Data for review:
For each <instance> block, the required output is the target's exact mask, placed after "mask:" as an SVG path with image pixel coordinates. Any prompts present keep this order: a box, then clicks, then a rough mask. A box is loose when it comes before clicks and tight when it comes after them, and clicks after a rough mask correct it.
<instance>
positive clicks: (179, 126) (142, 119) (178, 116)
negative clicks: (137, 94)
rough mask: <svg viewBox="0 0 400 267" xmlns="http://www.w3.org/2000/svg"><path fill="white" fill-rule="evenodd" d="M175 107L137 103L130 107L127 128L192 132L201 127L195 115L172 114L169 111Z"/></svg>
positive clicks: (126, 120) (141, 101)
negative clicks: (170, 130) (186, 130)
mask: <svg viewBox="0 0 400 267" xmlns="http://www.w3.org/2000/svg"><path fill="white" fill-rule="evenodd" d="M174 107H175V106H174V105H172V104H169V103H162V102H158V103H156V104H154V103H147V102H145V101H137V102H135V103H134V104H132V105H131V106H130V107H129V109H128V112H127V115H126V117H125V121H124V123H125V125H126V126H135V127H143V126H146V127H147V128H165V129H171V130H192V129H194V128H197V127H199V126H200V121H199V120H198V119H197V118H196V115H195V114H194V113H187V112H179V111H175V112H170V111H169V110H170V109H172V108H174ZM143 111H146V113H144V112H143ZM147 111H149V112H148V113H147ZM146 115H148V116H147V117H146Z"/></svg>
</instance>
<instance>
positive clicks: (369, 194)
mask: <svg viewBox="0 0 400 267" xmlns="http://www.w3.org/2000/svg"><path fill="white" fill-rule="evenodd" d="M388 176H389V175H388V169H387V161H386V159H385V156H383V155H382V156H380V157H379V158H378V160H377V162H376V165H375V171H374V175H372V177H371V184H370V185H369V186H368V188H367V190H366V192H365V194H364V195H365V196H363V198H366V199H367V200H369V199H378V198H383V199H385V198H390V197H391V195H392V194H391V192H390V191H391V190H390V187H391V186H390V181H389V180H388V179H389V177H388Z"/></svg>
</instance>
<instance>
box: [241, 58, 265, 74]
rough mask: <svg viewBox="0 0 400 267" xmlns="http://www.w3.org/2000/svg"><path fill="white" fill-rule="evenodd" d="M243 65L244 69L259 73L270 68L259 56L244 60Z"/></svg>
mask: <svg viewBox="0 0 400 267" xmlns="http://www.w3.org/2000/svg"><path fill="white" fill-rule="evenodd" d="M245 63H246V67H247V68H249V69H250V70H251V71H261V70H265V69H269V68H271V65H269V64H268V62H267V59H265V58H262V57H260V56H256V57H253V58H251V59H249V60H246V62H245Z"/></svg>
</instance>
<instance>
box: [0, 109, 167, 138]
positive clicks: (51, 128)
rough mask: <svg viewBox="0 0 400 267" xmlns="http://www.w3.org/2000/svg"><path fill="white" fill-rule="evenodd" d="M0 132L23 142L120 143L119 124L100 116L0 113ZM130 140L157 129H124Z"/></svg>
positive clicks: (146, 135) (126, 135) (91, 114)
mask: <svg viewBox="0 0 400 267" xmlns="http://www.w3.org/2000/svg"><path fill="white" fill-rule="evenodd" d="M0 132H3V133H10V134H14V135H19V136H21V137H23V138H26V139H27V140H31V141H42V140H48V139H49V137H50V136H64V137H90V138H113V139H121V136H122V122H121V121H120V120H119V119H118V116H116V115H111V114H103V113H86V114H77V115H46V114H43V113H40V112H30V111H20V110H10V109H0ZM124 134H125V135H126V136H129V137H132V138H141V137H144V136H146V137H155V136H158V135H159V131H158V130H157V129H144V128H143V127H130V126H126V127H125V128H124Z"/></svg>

Problem description: Output all of the records above exactly as they appear.

Written answer:
For each <instance> block, the required output is the target's exact mask, placed after "mask:" as an SVG path with image pixel coordinates. Any prompts present keep this order: a box, then clicks, then a rough mask. A box is loose when it comes before clicks and tight when it comes after them, and clicks after a rough mask correct it.
<instance>
positive clicks: (179, 126) (142, 119) (178, 116)
negative clicks: (137, 94)
rough mask: <svg viewBox="0 0 400 267" xmlns="http://www.w3.org/2000/svg"><path fill="white" fill-rule="evenodd" d="M175 107L137 103L130 107L127 128L192 132L201 127L195 115L172 114L169 111Z"/></svg>
positive clicks: (126, 120) (141, 101)
negative clicks: (170, 130) (186, 130)
mask: <svg viewBox="0 0 400 267" xmlns="http://www.w3.org/2000/svg"><path fill="white" fill-rule="evenodd" d="M174 107H175V106H174V105H172V104H169V103H162V102H158V103H156V104H154V103H147V102H145V101H137V102H135V103H134V104H132V105H131V106H130V107H129V109H128V112H127V115H126V117H125V121H124V123H125V125H126V126H135V127H143V126H146V127H147V128H165V129H171V130H192V129H194V128H197V127H199V126H200V121H199V120H198V119H197V118H196V115H195V114H194V113H187V112H179V111H175V112H170V111H169V110H170V109H172V108H174ZM143 111H146V113H144V112H143ZM147 111H149V112H148V113H147ZM146 115H148V116H147V117H146Z"/></svg>
</instance>
<instance>
positive clicks: (369, 194)
mask: <svg viewBox="0 0 400 267" xmlns="http://www.w3.org/2000/svg"><path fill="white" fill-rule="evenodd" d="M388 176H389V175H388V169H387V161H386V159H385V156H383V155H382V156H380V157H379V158H378V160H377V162H376V165H375V171H374V175H372V177H371V184H370V185H369V186H368V188H367V190H366V192H365V194H364V195H365V196H363V198H366V199H367V200H369V199H378V198H383V199H385V198H390V197H391V195H392V194H391V192H390V191H391V190H390V187H391V186H390V181H389V180H388V179H389V177H388Z"/></svg>
</instance>
<instance>
box: [241, 58, 265, 74]
rough mask: <svg viewBox="0 0 400 267" xmlns="http://www.w3.org/2000/svg"><path fill="white" fill-rule="evenodd" d="M243 65L244 69L259 73L270 68L259 56L244 60Z"/></svg>
mask: <svg viewBox="0 0 400 267" xmlns="http://www.w3.org/2000/svg"><path fill="white" fill-rule="evenodd" d="M245 63H246V67H247V68H249V69H250V70H251V71H261V70H265V69H269V68H271V65H269V64H268V62H267V59H265V58H262V57H260V56H256V57H253V58H251V59H249V60H246V62H245Z"/></svg>
</instance>
<instance>
box: [0, 109, 167, 138]
positive clicks: (51, 128)
rough mask: <svg viewBox="0 0 400 267" xmlns="http://www.w3.org/2000/svg"><path fill="white" fill-rule="evenodd" d="M0 132L23 142L120 143L119 124L100 116L0 113ZM130 140L157 129H124Z"/></svg>
positive clicks: (146, 135) (126, 135) (91, 114)
mask: <svg viewBox="0 0 400 267" xmlns="http://www.w3.org/2000/svg"><path fill="white" fill-rule="evenodd" d="M0 132H3V133H10V134H14V135H19V136H21V137H23V138H26V139H27V140H31V141H42V140H48V139H49V137H50V136H64V137H90V138H113V139H121V136H122V122H121V121H120V120H119V119H118V116H116V115H111V114H103V113H86V114H77V115H46V114H43V113H40V112H30V111H20V110H10V109H0ZM124 134H125V135H126V136H129V137H132V138H141V137H144V136H146V137H155V136H158V135H159V131H158V130H157V129H144V128H143V127H130V126H126V127H125V128H124Z"/></svg>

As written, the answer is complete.